[Records of labeled regions]
——

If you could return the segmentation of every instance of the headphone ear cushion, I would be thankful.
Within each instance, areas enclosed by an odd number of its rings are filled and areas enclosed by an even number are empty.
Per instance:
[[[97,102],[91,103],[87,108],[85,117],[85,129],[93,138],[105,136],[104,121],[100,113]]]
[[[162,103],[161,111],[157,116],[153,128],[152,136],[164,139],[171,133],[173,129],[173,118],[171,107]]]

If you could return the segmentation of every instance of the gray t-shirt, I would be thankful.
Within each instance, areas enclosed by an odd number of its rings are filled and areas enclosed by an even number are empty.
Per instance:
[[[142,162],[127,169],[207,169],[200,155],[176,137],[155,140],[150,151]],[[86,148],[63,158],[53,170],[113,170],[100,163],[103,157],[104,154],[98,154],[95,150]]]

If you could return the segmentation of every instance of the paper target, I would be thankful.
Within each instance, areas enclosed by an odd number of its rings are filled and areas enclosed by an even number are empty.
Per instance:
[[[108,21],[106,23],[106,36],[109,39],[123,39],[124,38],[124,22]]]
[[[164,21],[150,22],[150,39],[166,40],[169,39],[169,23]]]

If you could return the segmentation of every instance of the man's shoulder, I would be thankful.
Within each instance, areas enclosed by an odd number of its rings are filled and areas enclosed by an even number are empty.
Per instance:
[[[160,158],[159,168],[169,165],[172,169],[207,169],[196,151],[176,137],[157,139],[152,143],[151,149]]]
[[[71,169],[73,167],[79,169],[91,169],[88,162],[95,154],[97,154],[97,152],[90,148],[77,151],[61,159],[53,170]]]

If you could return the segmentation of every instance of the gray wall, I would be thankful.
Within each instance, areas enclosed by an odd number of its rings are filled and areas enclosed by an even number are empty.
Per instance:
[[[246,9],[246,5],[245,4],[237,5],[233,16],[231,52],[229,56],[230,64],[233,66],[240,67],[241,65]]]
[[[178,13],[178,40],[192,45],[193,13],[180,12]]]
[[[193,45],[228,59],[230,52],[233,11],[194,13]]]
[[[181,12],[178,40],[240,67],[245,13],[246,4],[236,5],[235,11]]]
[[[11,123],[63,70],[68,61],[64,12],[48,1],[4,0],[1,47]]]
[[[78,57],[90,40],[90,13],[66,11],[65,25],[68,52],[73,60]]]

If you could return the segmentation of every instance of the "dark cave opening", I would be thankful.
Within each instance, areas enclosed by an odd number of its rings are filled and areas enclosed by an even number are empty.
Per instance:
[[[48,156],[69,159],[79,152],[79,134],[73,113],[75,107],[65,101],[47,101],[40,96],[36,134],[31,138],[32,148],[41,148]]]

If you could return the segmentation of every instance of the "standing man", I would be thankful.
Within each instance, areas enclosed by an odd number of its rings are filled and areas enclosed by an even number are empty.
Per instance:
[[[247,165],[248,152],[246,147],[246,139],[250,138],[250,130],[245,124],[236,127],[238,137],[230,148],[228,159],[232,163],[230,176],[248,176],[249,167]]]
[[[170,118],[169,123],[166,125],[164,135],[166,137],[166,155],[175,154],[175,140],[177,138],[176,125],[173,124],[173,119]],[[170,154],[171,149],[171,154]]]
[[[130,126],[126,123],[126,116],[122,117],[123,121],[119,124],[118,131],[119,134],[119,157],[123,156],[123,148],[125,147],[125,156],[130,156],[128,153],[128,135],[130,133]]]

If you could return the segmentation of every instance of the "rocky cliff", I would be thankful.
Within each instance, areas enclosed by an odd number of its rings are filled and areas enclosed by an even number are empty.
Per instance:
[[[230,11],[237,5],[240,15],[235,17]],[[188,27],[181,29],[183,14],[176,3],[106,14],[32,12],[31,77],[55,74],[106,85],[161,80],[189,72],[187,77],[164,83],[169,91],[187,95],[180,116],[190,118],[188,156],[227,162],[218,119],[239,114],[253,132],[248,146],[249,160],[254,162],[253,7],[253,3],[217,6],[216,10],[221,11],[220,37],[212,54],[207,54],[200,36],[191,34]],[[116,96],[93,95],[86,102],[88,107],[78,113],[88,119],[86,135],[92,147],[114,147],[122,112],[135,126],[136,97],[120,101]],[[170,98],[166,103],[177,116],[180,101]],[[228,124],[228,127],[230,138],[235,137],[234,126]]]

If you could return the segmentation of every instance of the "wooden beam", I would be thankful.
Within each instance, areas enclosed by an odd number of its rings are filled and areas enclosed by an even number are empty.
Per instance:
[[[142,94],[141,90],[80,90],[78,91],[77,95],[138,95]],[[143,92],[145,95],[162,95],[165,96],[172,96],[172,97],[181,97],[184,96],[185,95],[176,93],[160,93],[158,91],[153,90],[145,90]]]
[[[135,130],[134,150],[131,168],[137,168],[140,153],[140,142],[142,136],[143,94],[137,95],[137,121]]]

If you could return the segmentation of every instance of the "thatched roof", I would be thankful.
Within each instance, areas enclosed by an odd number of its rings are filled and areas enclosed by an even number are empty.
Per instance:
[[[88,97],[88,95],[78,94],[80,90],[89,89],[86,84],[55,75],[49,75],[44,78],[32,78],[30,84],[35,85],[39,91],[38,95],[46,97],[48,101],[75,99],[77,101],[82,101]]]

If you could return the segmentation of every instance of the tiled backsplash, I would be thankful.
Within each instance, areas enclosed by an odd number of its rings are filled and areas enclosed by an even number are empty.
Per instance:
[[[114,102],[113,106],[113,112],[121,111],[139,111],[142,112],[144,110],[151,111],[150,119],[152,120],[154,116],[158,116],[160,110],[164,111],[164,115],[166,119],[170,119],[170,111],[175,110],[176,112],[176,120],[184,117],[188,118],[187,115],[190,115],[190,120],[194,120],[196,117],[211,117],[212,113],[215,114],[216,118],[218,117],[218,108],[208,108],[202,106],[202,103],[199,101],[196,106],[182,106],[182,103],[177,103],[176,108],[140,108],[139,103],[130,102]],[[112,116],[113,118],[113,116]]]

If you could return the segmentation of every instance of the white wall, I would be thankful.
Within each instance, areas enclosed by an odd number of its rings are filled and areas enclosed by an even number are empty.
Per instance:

——

- **Given task**: Copy the rows above word for word, from the start of the rows through the line containing "[[[164,21],[150,22],[150,39],[166,40],[169,39],[169,23]]]".

- **Result below**:
If you could return the segmentation of every instance of the headphone ear cushion, I would be thankful.
Within each instance, areas enclosed by an odd number of its rings are filled and areas enclosed by an even number are empty.
Per instance:
[[[97,102],[91,103],[87,108],[85,117],[85,129],[93,138],[105,136],[104,121],[100,113]]]
[[[162,103],[161,111],[157,116],[153,128],[152,136],[164,139],[171,133],[173,129],[173,118],[171,107]]]

If you could return the segmentation of every instance of the gray t-shirt, I would be thankful.
Within each instance, areas enclosed by an odd number of its rings are filled and areas enclosed by an even number are empty.
Per instance:
[[[142,162],[127,169],[207,169],[200,155],[176,137],[155,140],[150,151]],[[86,148],[63,158],[53,170],[113,170],[100,163],[103,157],[104,154],[98,154],[95,150]]]

If you could return the segmentation of every instance of the paper target, I would be thankful.
Within each instance, areas enclosed by an odd number of its rings are filled and areas enclosed by an even number are empty.
Per instance:
[[[108,21],[106,23],[106,36],[109,39],[123,39],[124,38],[124,22]]]
[[[164,21],[150,22],[150,39],[166,40],[169,39],[169,23]]]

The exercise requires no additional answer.